EXTRACTED TEXT:
====

By: Tim Cullen | Last Updated: 2009-09-29 | Comments (5) | Spatial Data Storage
So, I've heard about the new geospatial data types in SQL Server 2008 and my company would like to take advantage of them when we migrate; however, I'm relatively new to geodatabases and geospatial data. What can you tell me about it?
Microsoft did indeed introduce geospatial data types, as well as a host of functions to support those data types, in SQL Server 2008. To me this is one of the most exciting enhancements in that release. The data types and functions used to support geospatial data are based on standards set forth by the Open Geospatial Consortium. But the main question is-what exactly is "geospatial data"? The Environmental Protection Agency defines geospatial data as "...data that identifies, depicts or describes geographic locations, boundaries or characteristics of Earth's inhabitants or natural or human-constructed features...". Geospatial data can be categorized in one of two types:
|Euclidean data||Euclidian data, also called flat-earth data, is mostly a two-dimensional representation of an object. It is useful in cases where the curvature of an object, like the Earth, has little impact on the measurement between different objects. Before the use of computers flat paper maps were used, which provided some challenges when calculating and otherwise tracking data, requiring government entities to develop systems like the State Plane Coordinate System.|
|Geodetic data||Ellipsoidal data, or round-earth (geodetic) data, is designed to take the Earth's curative into account when measuring distances. This is important when dealing with earth points that are long distances from one another. Examples of making use of geodetic data include flight planning and missile defense systems. Flat maps offer the disadvantage of limiting the route taken by planes or missiles since the map has a limited number of options for routing (essentially an X:Y coordinate system). Geodetic data can take advantage of the Earth's curvature to find the shortest route regardless of the locations.|
The two data types used in SQL Server for housing geospatial data are Geometry and Geography. Both data types are employed using the .NET Common Language Runtime . But before we discuss the data types, we should discuss Spatial Reference Identifiers, since they are very important to geospatial data.

====

EXTRACTED MATERIAL:
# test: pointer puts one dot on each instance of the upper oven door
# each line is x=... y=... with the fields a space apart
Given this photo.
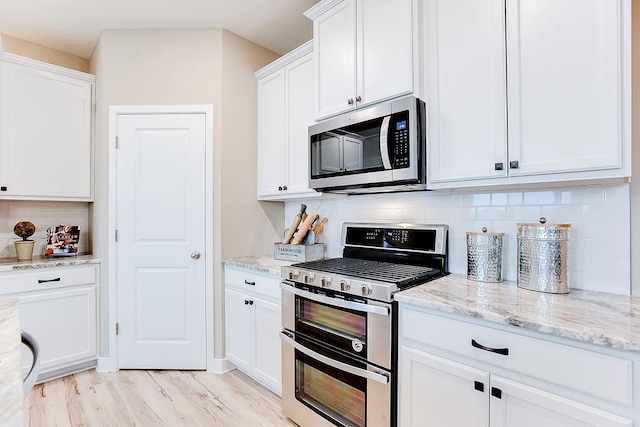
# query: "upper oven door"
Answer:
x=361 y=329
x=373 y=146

====

WHAT YOU WILL DO:
Answer these questions about the SQL Server geospatial article, one per line:
1. The geospatial data types and functions in SQL Server 2008 are based on standards from which organization?
2. Government entities developed which system to handle the difficulties of flat paper maps?
3. What two data types does SQL Server use for housing geospatial data?

ANSWER FOR THIS EXERCISE:
1. The Open Geospatial Consortium
2. The State Plane Coordinate System
3. Geometry and Geography